Provided passage -
My next two posts will use a fantastic web 2.0 tool called Scoop.it, which allows a ‘curator’ to collate and share web pages and content in the form of a magazine page. Once you (the curator) have created your magazine page (a curated topic) you can share this to social media sites such as Facebook, Twitter and your WordPress blog. Readers can comment on individual posts and ‘rescoop’ the page. Businesses could certainly use Scoop.it as a marketing tool to drive traffic to their website.
I have experimented with a couple of topics – one of which will form the basis of my next post on Apple. This is my curated topic on the experience of online learning. As you can see, it is possible to capture the posts and embed them on a wordpress blog, although only 10 webpages that can be shown, even if your curated topic has more. The layout is in the form of slides, unlike the magazine style curated topic which can be accessed here.

Complete the following -
- A) Update the Scoop.it post starting at "My next two" and ending at "to their website.", replacing "magazine page" with "digital newsletter".
- B) According to the Scoop.it post, how many webpages can be shown when a curated topic is embedded on a WordPress blog?
- C) Pick up the Scoop.it post after its final sentence and continue it.

Pointing and labeling entries -
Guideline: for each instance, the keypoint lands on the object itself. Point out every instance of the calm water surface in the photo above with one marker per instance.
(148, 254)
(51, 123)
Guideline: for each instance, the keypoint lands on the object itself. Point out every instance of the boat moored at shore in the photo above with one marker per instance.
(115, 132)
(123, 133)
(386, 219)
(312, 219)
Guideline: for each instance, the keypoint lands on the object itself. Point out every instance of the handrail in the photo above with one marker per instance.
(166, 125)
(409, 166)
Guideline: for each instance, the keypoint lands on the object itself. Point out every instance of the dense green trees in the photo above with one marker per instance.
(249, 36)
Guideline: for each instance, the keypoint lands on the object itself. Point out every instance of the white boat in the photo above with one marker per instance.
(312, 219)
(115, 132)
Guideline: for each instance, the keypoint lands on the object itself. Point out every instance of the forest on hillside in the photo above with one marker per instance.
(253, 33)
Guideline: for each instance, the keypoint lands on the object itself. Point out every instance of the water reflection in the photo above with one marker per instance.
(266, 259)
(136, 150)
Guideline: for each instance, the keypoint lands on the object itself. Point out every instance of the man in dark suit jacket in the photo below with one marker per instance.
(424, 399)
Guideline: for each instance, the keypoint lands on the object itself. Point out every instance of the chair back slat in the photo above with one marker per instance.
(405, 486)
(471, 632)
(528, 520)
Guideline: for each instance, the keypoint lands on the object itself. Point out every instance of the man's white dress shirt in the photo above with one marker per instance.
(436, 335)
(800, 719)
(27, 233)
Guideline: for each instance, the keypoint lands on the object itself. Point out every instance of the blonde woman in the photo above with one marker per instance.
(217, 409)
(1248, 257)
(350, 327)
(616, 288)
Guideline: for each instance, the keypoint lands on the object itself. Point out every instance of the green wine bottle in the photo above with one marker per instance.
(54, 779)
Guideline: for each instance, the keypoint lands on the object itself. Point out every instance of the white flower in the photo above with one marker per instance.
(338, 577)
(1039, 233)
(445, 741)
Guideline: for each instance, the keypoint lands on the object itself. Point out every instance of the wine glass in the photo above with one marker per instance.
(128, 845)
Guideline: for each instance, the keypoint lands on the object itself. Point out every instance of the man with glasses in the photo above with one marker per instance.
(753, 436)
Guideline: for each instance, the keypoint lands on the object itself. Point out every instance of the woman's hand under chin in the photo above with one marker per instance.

Solved problems -
- A)
My next two posts will use a fantastic web 2.0 tool called Scoop.it, which allows a ‘curator’ to collate and share web pages and content in the form of a digital newsletter. Once you (the curator) have created your digital newsletter (a curated topic) you can share this to social media sites such as Facebook, Twitter and your WordPress blog. Readers can comment on individual posts and ‘rescoop’ the page. Businesses could certainly use Scoop.it as a marketing tool to drive traffic to their website.

- B) Only 10 webpages, even if the curated topic has more.

- C)
Scoop-it has a useful blog which records user experience as well as reporting on improvements and updates and the knowledge base (FAQ) provides step-by-step instructions on curating your topic. Scoop-it is free in its basic form which will be perfectly adequate for most people, although there is a limit of 5 topics per month. However, if you want to customise your posts more fully, receive more detailed analytics and export to more social media locations, there are paid for plans.
The following is an inteview with Guillaume Decugis, the Scoop.it CEO who discusses social media content and trends.
Ask your students to research a particular business topic and to produce their own Scoop-it topic and then share with others through their Facebook site. Alternatively they could embed the materials on a blog.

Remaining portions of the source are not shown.